Task item:
What is needed is an exact copy of the line where "the yellow car" appears plus every later line in the material.
**** Extracted records ****
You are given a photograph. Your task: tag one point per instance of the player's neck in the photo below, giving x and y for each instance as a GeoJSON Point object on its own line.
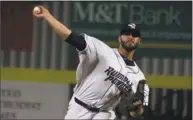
{"type": "Point", "coordinates": [129, 55]}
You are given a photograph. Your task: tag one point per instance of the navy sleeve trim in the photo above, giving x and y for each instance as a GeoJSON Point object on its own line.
{"type": "Point", "coordinates": [77, 41]}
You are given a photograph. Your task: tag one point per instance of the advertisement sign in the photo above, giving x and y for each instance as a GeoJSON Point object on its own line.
{"type": "Point", "coordinates": [159, 21]}
{"type": "Point", "coordinates": [30, 100]}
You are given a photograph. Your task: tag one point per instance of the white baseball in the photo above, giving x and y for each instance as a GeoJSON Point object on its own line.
{"type": "Point", "coordinates": [37, 9]}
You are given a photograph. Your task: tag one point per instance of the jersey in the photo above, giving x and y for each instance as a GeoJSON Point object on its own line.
{"type": "Point", "coordinates": [102, 75]}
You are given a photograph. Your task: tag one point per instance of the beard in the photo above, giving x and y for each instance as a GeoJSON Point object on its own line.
{"type": "Point", "coordinates": [129, 46]}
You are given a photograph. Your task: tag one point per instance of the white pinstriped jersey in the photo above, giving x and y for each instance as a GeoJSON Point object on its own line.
{"type": "Point", "coordinates": [102, 74]}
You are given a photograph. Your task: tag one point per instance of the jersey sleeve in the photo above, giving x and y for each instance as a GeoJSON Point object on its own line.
{"type": "Point", "coordinates": [94, 46]}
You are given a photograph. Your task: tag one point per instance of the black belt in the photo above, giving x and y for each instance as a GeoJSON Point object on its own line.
{"type": "Point", "coordinates": [92, 109]}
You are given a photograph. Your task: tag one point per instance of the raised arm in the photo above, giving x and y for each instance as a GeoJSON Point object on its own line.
{"type": "Point", "coordinates": [61, 30]}
{"type": "Point", "coordinates": [58, 27]}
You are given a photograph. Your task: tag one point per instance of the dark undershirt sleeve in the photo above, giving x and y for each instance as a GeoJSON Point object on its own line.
{"type": "Point", "coordinates": [77, 41]}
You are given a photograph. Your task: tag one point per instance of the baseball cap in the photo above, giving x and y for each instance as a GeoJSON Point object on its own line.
{"type": "Point", "coordinates": [130, 28]}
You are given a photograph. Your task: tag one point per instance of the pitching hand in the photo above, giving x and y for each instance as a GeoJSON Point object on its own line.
{"type": "Point", "coordinates": [43, 13]}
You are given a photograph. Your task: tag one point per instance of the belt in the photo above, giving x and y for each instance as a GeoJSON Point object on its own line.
{"type": "Point", "coordinates": [92, 109]}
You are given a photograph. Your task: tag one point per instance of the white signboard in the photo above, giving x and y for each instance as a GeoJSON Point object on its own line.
{"type": "Point", "coordinates": [29, 100]}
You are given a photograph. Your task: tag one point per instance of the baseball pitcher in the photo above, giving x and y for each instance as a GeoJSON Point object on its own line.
{"type": "Point", "coordinates": [104, 75]}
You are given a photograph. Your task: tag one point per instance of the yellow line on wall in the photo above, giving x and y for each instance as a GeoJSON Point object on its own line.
{"type": "Point", "coordinates": [68, 77]}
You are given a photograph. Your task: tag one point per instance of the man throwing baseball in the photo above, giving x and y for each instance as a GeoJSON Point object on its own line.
{"type": "Point", "coordinates": [104, 75]}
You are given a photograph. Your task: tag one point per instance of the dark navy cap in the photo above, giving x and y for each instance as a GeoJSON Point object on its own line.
{"type": "Point", "coordinates": [130, 28]}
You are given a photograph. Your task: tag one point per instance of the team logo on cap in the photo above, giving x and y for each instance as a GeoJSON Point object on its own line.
{"type": "Point", "coordinates": [132, 25]}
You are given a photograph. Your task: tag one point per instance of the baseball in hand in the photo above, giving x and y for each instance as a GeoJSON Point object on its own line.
{"type": "Point", "coordinates": [37, 9]}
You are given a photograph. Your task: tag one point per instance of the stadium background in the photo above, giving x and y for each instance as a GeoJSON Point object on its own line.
{"type": "Point", "coordinates": [37, 68]}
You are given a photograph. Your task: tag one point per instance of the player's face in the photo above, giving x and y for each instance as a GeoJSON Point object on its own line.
{"type": "Point", "coordinates": [128, 42]}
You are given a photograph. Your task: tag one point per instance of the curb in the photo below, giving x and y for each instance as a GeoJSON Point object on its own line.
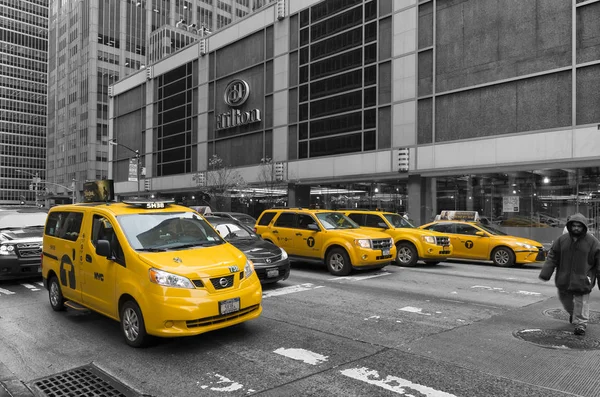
{"type": "Point", "coordinates": [10, 386]}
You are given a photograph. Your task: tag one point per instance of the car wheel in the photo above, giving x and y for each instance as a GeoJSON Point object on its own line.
{"type": "Point", "coordinates": [503, 257]}
{"type": "Point", "coordinates": [406, 254]}
{"type": "Point", "coordinates": [57, 300]}
{"type": "Point", "coordinates": [338, 262]}
{"type": "Point", "coordinates": [132, 325]}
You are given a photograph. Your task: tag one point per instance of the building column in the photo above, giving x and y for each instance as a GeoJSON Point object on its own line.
{"type": "Point", "coordinates": [421, 199]}
{"type": "Point", "coordinates": [298, 195]}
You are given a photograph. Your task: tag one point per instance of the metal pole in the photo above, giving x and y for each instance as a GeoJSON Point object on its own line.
{"type": "Point", "coordinates": [137, 155]}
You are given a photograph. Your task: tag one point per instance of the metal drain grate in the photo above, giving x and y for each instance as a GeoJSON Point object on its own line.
{"type": "Point", "coordinates": [556, 339]}
{"type": "Point", "coordinates": [85, 381]}
{"type": "Point", "coordinates": [561, 314]}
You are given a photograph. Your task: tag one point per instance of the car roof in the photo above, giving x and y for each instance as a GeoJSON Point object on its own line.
{"type": "Point", "coordinates": [122, 208]}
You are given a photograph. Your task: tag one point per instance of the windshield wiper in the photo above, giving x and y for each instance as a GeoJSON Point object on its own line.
{"type": "Point", "coordinates": [152, 249]}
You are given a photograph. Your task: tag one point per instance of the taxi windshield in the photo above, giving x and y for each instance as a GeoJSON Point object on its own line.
{"type": "Point", "coordinates": [491, 230]}
{"type": "Point", "coordinates": [398, 221]}
{"type": "Point", "coordinates": [167, 230]}
{"type": "Point", "coordinates": [336, 220]}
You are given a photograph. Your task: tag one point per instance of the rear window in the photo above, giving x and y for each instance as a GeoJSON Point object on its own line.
{"type": "Point", "coordinates": [266, 218]}
{"type": "Point", "coordinates": [65, 225]}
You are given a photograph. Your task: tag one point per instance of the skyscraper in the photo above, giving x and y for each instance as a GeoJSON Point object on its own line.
{"type": "Point", "coordinates": [23, 78]}
{"type": "Point", "coordinates": [93, 44]}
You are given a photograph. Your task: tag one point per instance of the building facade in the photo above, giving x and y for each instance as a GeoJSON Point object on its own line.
{"type": "Point", "coordinates": [412, 106]}
{"type": "Point", "coordinates": [95, 43]}
{"type": "Point", "coordinates": [23, 108]}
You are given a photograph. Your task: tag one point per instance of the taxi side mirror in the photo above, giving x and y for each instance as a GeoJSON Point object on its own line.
{"type": "Point", "coordinates": [103, 248]}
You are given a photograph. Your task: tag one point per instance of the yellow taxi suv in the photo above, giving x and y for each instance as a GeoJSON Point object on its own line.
{"type": "Point", "coordinates": [325, 236]}
{"type": "Point", "coordinates": [412, 244]}
{"type": "Point", "coordinates": [159, 269]}
{"type": "Point", "coordinates": [474, 241]}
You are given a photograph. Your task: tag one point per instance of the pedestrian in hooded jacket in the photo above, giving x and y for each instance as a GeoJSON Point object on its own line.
{"type": "Point", "coordinates": [576, 258]}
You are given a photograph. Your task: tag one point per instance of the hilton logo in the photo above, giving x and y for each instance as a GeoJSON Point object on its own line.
{"type": "Point", "coordinates": [236, 93]}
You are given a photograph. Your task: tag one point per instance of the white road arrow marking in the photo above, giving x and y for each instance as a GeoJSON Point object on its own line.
{"type": "Point", "coordinates": [302, 355]}
{"type": "Point", "coordinates": [416, 310]}
{"type": "Point", "coordinates": [290, 290]}
{"type": "Point", "coordinates": [393, 383]}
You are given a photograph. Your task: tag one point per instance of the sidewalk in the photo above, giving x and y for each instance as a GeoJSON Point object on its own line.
{"type": "Point", "coordinates": [10, 386]}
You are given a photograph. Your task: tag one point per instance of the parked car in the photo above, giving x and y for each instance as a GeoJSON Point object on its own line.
{"type": "Point", "coordinates": [238, 216]}
{"type": "Point", "coordinates": [475, 241]}
{"type": "Point", "coordinates": [271, 263]}
{"type": "Point", "coordinates": [21, 231]}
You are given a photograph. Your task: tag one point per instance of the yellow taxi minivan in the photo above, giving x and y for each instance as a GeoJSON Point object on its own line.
{"type": "Point", "coordinates": [325, 236]}
{"type": "Point", "coordinates": [412, 244]}
{"type": "Point", "coordinates": [472, 240]}
{"type": "Point", "coordinates": [157, 268]}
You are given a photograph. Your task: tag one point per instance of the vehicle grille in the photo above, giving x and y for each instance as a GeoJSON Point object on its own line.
{"type": "Point", "coordinates": [271, 259]}
{"type": "Point", "coordinates": [382, 243]}
{"type": "Point", "coordinates": [207, 321]}
{"type": "Point", "coordinates": [28, 250]}
{"type": "Point", "coordinates": [216, 282]}
{"type": "Point", "coordinates": [541, 256]}
{"type": "Point", "coordinates": [443, 241]}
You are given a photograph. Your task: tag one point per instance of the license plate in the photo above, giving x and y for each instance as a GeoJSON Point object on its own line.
{"type": "Point", "coordinates": [229, 306]}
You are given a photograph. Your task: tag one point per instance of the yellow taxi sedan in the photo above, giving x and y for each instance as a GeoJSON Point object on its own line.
{"type": "Point", "coordinates": [474, 241]}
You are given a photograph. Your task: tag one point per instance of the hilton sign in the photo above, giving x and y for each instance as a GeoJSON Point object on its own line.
{"type": "Point", "coordinates": [236, 94]}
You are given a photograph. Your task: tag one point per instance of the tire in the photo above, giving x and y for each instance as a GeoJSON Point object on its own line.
{"type": "Point", "coordinates": [338, 262]}
{"type": "Point", "coordinates": [503, 257]}
{"type": "Point", "coordinates": [132, 325]}
{"type": "Point", "coordinates": [57, 300]}
{"type": "Point", "coordinates": [406, 255]}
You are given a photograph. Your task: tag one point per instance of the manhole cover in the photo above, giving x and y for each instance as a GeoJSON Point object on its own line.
{"type": "Point", "coordinates": [86, 381]}
{"type": "Point", "coordinates": [557, 339]}
{"type": "Point", "coordinates": [561, 314]}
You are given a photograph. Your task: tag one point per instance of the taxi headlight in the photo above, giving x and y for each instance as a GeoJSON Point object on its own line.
{"type": "Point", "coordinates": [527, 246]}
{"type": "Point", "coordinates": [248, 269]}
{"type": "Point", "coordinates": [169, 279]}
{"type": "Point", "coordinates": [363, 243]}
{"type": "Point", "coordinates": [429, 239]}
{"type": "Point", "coordinates": [7, 250]}
{"type": "Point", "coordinates": [283, 254]}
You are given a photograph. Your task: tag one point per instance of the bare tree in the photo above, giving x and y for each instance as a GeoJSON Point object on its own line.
{"type": "Point", "coordinates": [221, 180]}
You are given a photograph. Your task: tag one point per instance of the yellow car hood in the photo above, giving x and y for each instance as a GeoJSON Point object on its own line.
{"type": "Point", "coordinates": [359, 233]}
{"type": "Point", "coordinates": [198, 262]}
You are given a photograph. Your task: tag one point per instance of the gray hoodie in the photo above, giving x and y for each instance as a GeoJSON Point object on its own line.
{"type": "Point", "coordinates": [576, 261]}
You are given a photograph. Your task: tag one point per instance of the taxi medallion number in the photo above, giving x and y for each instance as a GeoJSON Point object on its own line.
{"type": "Point", "coordinates": [229, 306]}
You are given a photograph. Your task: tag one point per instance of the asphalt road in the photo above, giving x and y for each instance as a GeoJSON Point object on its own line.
****
Reply to the exercise:
You are given a photograph. Your task: tag one point per instance of the yellow car hood in the photo above, giving x and y for each instance as a GeoJSON Point object on its own line.
{"type": "Point", "coordinates": [359, 233]}
{"type": "Point", "coordinates": [198, 262]}
You are given a photograph. Your task: tag one point per instance of the gray hoodie in the photo above, giving x and y for each instance as a GeoJSON Point object on its own line.
{"type": "Point", "coordinates": [576, 261]}
You are given a photograph. Your task: tag one point per instance of the taxi medallion number in the photo above, giving x and y for each instance as a GeoJSON Point object on its own line.
{"type": "Point", "coordinates": [229, 306]}
You are given a photograph. Your task: tag one point per instance of the asphalt road in the photo above, giving x and y for each instance as a GeoJSON Point object on its own line.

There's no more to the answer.